(Segmentation mask data)
# # # # #

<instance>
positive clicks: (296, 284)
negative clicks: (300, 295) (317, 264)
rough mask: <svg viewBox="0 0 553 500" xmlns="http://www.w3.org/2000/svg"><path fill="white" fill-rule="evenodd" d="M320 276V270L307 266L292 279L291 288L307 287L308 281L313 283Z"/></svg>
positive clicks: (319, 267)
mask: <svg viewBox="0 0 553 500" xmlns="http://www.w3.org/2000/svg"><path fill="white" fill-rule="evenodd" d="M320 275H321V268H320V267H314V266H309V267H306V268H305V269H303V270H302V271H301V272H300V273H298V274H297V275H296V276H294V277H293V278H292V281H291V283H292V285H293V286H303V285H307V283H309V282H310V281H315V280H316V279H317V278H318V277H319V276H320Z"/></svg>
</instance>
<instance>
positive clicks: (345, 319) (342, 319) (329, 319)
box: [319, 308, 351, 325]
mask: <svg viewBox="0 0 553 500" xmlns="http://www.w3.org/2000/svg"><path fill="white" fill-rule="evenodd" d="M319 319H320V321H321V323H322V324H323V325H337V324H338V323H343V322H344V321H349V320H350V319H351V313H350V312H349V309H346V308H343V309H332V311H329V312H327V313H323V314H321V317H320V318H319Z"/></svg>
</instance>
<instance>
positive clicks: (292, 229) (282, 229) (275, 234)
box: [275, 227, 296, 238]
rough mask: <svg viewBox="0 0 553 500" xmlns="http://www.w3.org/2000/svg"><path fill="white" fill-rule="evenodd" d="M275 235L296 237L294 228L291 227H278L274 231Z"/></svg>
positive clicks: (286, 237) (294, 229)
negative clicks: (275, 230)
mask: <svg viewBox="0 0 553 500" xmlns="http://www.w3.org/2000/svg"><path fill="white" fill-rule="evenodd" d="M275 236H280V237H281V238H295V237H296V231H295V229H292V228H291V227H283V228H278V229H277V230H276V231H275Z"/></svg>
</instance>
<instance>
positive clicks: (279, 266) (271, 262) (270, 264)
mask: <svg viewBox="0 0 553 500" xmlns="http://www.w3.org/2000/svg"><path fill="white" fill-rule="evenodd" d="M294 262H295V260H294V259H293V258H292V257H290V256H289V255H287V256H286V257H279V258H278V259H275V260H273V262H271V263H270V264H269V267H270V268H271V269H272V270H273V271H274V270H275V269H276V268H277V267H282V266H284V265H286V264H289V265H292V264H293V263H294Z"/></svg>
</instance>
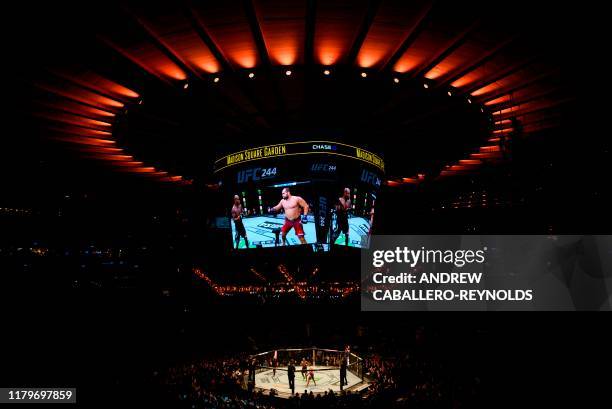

# # # # #

Your objective →
Please list every line of the records that contains "rough".

Task result →
rough mask: <svg viewBox="0 0 553 500" xmlns="http://www.w3.org/2000/svg"><path fill="white" fill-rule="evenodd" d="M320 276V270L307 266L292 279L291 288L307 287L308 281L313 283Z"/></svg>
rough mask: <svg viewBox="0 0 553 500" xmlns="http://www.w3.org/2000/svg"><path fill="white" fill-rule="evenodd" d="M275 235L296 237L294 228L291 227H278L274 231Z"/></svg>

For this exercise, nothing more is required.